*** SOURCE RECORDS Section Begins ***

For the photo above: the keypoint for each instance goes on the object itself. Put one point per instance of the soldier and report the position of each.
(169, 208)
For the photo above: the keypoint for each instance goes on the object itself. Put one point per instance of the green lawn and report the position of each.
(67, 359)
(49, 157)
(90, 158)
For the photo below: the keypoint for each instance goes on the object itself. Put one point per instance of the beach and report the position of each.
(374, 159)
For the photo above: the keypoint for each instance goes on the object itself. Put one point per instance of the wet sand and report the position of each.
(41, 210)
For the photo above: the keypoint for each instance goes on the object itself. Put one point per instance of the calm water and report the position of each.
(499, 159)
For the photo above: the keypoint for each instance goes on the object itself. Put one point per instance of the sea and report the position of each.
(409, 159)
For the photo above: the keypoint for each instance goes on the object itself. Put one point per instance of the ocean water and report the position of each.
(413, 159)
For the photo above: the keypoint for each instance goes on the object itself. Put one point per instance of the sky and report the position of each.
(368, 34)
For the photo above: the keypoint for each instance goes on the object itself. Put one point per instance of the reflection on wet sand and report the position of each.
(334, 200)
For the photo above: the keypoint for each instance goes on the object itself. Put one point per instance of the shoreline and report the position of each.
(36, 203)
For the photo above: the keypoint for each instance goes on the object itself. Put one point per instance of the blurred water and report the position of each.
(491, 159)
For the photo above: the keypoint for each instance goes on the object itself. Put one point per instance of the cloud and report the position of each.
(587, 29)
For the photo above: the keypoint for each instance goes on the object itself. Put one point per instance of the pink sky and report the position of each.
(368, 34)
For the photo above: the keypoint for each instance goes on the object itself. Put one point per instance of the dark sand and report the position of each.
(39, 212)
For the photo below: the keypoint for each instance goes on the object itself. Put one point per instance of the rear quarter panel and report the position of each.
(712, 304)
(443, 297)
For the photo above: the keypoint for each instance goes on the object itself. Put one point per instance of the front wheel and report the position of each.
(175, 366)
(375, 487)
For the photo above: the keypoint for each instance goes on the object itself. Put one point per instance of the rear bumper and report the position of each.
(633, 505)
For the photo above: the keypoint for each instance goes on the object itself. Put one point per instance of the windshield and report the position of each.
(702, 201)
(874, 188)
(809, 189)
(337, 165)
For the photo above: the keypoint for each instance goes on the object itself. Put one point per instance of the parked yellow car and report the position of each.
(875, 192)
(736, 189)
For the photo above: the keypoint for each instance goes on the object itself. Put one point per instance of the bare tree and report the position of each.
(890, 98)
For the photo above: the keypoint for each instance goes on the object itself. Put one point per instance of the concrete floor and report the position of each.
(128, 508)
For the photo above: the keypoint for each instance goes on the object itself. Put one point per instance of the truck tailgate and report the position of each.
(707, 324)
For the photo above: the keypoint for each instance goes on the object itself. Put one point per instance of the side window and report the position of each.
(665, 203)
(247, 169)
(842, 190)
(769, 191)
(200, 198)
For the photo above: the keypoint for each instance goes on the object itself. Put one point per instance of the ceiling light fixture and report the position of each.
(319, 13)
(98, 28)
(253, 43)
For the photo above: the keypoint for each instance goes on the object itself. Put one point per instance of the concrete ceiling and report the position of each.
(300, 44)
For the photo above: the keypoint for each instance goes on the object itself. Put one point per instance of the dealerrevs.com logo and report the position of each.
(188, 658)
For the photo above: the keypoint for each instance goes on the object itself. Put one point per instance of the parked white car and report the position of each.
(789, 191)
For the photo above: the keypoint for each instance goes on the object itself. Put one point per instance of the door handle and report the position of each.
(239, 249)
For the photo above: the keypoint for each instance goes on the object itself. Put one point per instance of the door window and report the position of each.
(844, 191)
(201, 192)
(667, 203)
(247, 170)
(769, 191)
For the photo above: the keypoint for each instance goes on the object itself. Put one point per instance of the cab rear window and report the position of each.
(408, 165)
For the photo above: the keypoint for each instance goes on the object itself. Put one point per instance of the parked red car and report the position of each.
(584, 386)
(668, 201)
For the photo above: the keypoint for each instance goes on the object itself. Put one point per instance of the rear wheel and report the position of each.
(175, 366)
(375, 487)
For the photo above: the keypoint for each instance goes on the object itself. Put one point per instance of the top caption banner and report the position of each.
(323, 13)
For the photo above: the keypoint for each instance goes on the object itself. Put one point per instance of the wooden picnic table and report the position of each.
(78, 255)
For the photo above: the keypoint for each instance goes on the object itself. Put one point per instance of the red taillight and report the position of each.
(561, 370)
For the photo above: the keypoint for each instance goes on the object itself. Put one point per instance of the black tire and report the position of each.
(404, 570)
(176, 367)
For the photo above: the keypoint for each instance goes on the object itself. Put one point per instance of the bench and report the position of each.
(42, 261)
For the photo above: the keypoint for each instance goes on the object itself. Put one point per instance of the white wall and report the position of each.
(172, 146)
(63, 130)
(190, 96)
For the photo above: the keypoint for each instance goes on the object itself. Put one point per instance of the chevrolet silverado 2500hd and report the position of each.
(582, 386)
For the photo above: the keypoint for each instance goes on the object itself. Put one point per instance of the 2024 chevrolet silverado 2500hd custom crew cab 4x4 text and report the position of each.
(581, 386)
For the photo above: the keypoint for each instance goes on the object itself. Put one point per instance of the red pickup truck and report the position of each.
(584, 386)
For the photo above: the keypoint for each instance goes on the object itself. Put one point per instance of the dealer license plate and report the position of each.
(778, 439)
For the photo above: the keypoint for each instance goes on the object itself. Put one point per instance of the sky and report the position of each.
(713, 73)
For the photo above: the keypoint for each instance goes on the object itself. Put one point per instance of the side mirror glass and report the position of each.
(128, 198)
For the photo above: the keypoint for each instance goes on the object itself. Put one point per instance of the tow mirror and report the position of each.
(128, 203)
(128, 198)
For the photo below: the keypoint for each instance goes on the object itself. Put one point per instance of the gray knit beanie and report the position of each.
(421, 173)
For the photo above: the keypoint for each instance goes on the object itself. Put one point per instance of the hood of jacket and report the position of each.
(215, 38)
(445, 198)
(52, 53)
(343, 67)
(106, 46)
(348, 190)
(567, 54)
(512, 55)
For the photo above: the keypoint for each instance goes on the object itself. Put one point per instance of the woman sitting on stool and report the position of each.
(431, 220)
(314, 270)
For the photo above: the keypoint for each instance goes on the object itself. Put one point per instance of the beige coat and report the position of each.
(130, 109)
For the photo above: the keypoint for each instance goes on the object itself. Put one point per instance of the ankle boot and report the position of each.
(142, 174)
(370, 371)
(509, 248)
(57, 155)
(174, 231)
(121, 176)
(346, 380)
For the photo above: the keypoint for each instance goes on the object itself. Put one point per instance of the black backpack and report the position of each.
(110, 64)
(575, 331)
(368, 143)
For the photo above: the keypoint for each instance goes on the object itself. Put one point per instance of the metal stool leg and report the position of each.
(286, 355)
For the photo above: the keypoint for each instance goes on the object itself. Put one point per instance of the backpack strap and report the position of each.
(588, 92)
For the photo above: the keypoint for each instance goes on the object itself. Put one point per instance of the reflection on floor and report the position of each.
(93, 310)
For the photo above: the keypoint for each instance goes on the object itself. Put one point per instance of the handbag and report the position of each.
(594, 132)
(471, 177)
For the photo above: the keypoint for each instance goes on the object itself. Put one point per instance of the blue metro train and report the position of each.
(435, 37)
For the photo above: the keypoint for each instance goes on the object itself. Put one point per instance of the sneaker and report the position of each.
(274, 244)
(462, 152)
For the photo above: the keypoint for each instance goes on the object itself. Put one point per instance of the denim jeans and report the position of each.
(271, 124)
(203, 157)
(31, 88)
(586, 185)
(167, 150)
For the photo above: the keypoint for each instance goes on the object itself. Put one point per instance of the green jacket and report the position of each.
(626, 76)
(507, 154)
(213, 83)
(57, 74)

*** SOURCE RECORDS Section Ends ***

*WHAT IS REQUIRED*.
All of the entries above need to be reproduced exactly.

*YOUR SOLUTION*.
For the photo above: the keypoint for each instance goes on the object itself. Put one point per instance of the soldier and report the position of each.
(169, 208)
For the photo above: the keypoint for each instance goes on the object itself. Put one point per instance of the green lawn and report the position of each.
(67, 359)
(49, 157)
(90, 158)
For the photo below: the keypoint for each instance goes on the object itself. Put one point per instance of the beach and report the position of each.
(374, 159)
For the photo above: the keypoint for each instance goes on the object itself. Put one point per instance of the wet sand and report the position of each.
(41, 210)
For the photo above: the keypoint for each instance goes on the object itself. Put one point per instance of the calm water and report the position of each.
(499, 159)
For the photo above: the keypoint for each instance goes on the object itself. Put one point per instance of the sea and report the position of each.
(409, 159)
For the photo above: the keypoint for each instance goes on the object itself. Put one point per instance of the ocean water and report the position of each.
(413, 159)
For the photo above: the keypoint for each instance goes on the object itself. Put one point per instance of the sky and report the position of each.
(368, 34)
For the photo above: the keypoint for each instance goes on the object itself. Put one point per instance of the reflection on wet sand and report the position of each.
(334, 200)
For the photo above: the keypoint for each instance goes on the object itself. Put one point per instance of the shoreline and report the position of each.
(36, 203)
For the photo above: the keypoint for each instance goes on the object itself. Put one point per instance of the blurred water and report the position of each.
(491, 159)
For the photo above: the keypoint for each instance goes on the object itself. Put one point per instance of the cloud and report the position of each.
(587, 29)
For the photo above: the keypoint for each instance goes on the object itself. Put one point per instance of the pink sky and report the position of each.
(368, 34)
For the photo above: the keypoint for each instance goes on the object itself. Put one point per instance of the dark sand and report the position of each.
(39, 212)
For the photo below: the keypoint for each instance goes on the object itself. Put one point per instance of the rear quarter panel and report the position of each.
(712, 304)
(443, 297)
For the photo above: the keypoint for each instance goes on the object itself. Put one point per instance of the front wheel and report the position of each.
(175, 366)
(375, 487)
For the photo above: the keypoint for each instance goes on the object itself. Put one point per instance of the rear bumper and report the position of each.
(633, 505)
For the photo above: the keypoint for each instance goes on the object itself. Put one point per instance of the windshield and report the position of each.
(702, 201)
(874, 188)
(809, 189)
(337, 165)
For the photo above: the keypoint for each instance goes on the object itself. Put one point per instance of the parked yellow car and report the position of each.
(875, 192)
(736, 189)
For the photo above: the keypoint for each instance goes on the object itself. Put one point per instance of the bare tree and report the position of each.
(890, 98)
For the photo above: the keypoint for each instance goes on the object itself. Put one point per instance of the concrete floor and report the position of each.
(128, 508)
For the photo above: the keypoint for each instance goes on the object itself. Put one point per instance of the truck tailgate and report the position of each.
(707, 324)
For the photo above: the keypoint for each instance goes on the object itself. Put one point per instance of the side window and report the position of each.
(665, 203)
(247, 169)
(842, 190)
(769, 191)
(200, 198)
For the photo above: the keypoint for each instance goes on the object itself. Put one point per instance of the ceiling light fixture and report the position of each.
(319, 13)
(98, 28)
(253, 43)
For the photo above: the keypoint for each instance goes on the object itself. Put one point per instance of the concrete ceiling and report the position of each.
(300, 44)
For the photo above: the keypoint for each instance goes on the object itself. Put one point per instance of the dealerrevs.com logo and report the position of each.
(188, 658)
For the photo above: the keypoint for each instance goes on the object itself. Put one point per instance of the parked white car and report the position of each.
(789, 191)
For the photo above: the keypoint for each instance goes on the object itself. Put one point per instance of the door handle and report the position of each.
(239, 249)
For the photo above: the keypoint for each instance goes on the object itself. Put one point per instance of the door window and report the position of each.
(844, 191)
(201, 192)
(667, 203)
(247, 170)
(769, 191)
For the photo above: the keypoint for each instance goes on the object itself. Put one point per instance of the cab rear window and report the position of each.
(408, 165)
For the photo above: the keypoint for each instance goes on the object itself. Put one point per instance of the parked red car and report the position of each.
(584, 386)
(668, 201)
For the photo above: the keypoint for each instance goes on the object itself. Put one point per instance of the rear wheel and report the position of each.
(175, 366)
(375, 487)
For the photo above: the keypoint for each instance goes on the object itself. Put one point per instance of the top caption banner and report the position of each.
(323, 13)
For the photo above: the keypoint for each instance goes on the object itself. Put one point per instance of the wooden picnic table and report the position of each.
(78, 255)
For the photo above: the keypoint for each instance goes on the object itself. Put one point per instance of the red taillight and report the position of each.
(561, 370)
For the photo above: the keypoint for each instance goes on the object itself. Put one point per instance of the black tire and report the position of each.
(404, 570)
(176, 367)
For the photo above: the keypoint for each instance goes on the object itself. Put one point per instance of the bench and report the position of each.
(42, 261)
For the photo above: the keypoint for each instance goes on the object itself. Put one point per instance of the white wall and report the position of each.
(172, 146)
(63, 130)
(190, 96)
For the photo above: the keypoint for each instance goes on the object itself. Put one point per instance of the chevrolet silverado 2500hd and report the position of each.
(582, 386)
For the photo above: the keypoint for each instance goes on the object itself. Put one point per instance of the 2024 chevrolet silverado 2500hd custom crew cab 4x4 text and report the position of each.
(581, 386)
For the photo above: the keypoint for each instance goes on the object itself. Put one point per instance of the red pickup truck and report the position of each.
(584, 386)
For the photo above: the keypoint for each instance goes on the object itself. Put one point per instance of the dealer license plate and report the position of each.
(778, 439)
For the photo above: the keypoint for each instance goes on the object itself. Put one point per instance of the sky and report the position of each.
(713, 73)
For the photo above: the keypoint for each instance goes on the object itself. Put one point per instance of the side mirror glass and report the position of each.
(128, 198)
For the photo above: the keypoint for each instance goes on the object itself. Put one point per instance of the tow mirror and report the position of each.
(128, 203)
(128, 198)
For the photo below: the keypoint for each instance goes on the object itself. Put one point per instance of the gray knit beanie and report the position of each.
(421, 173)
For the photo above: the keypoint for each instance goes on the object itself. Put one point per instance of the hood of jacket and report the position of each.
(215, 38)
(445, 198)
(52, 53)
(343, 67)
(106, 46)
(348, 190)
(567, 54)
(512, 55)
For the photo above: the keypoint for each instance goes on the object itself. Put one point per instance of the woman sitting on stool and report the position of each.
(431, 220)
(314, 270)
For the photo above: the keypoint for each instance goes on the object itself. Put one point per instance of the beige coat and report the position of each.
(130, 109)
For the photo above: the keypoint for each instance goes on the object itself. Put one point per instance of the ankle boot and report the position of each.
(142, 174)
(370, 371)
(509, 248)
(57, 155)
(174, 231)
(121, 176)
(346, 380)
For the photo above: the keypoint for each instance goes on the object itself. Put one point per instance of the black backpack and report the position of each.
(110, 64)
(575, 331)
(368, 143)
For the photo above: the keypoint for each instance goes on the object itself. Put one point per instance of the metal stool leg and report the position of each.
(286, 355)
For the photo above: the keypoint for each instance goes on the object itself. Put one point per instance of the backpack strap and report the position of each.
(588, 92)
For the photo above: the keypoint for each instance goes on the object itself. Put one point per instance of the reflection on floor and report the position of each.
(93, 310)
For the photo above: the keypoint for each instance goes on the object itself. Put one point per instance of the handbag and report the position of each.
(594, 132)
(471, 177)
For the photo above: the keypoint for each instance goes on the object itself. Put one point per instance of the blue metro train and report the position of each.
(435, 37)
For the photo above: the keypoint for each instance goes on the object itself. Put one point per instance of the sneaker and report the position of each.
(274, 244)
(462, 152)
For the photo above: the keypoint for each instance goes on the object itself. Put one point per instance of the denim jeans and report the position of each.
(271, 124)
(203, 157)
(31, 88)
(586, 185)
(167, 150)
For the photo above: the keypoint for each instance goes on the object itself. Put one point per instance of the green jacket and report the position of each.
(626, 76)
(507, 154)
(213, 83)
(57, 74)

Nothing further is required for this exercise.